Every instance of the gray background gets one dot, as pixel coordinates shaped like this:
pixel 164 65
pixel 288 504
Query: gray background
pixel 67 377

┄┄┄┄┄┄┄┄┄┄┄┄┄┄┄┄┄┄┄┄

Copy the rows above word for word, reproducing each line without any changes.

## Output for this exercise
Every instance of the gray background gets one dot, as pixel coordinates shaped like this:
pixel 164 65
pixel 288 504
Query: gray background
pixel 67 377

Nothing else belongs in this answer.